Raw records:
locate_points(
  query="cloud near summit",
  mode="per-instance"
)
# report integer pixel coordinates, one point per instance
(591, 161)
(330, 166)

▶ [EXERCISE AIM]:
Switch "summit" to "peak" throughout the rows above and reproduce them with nothing else altered.

▶ [SOLUTION TO THIS TASK]:
locate_points(
  query="cloud near peak",
  mode="per-instance"
)
# report integer pixel coordinates, one point per instance
(591, 161)
(330, 166)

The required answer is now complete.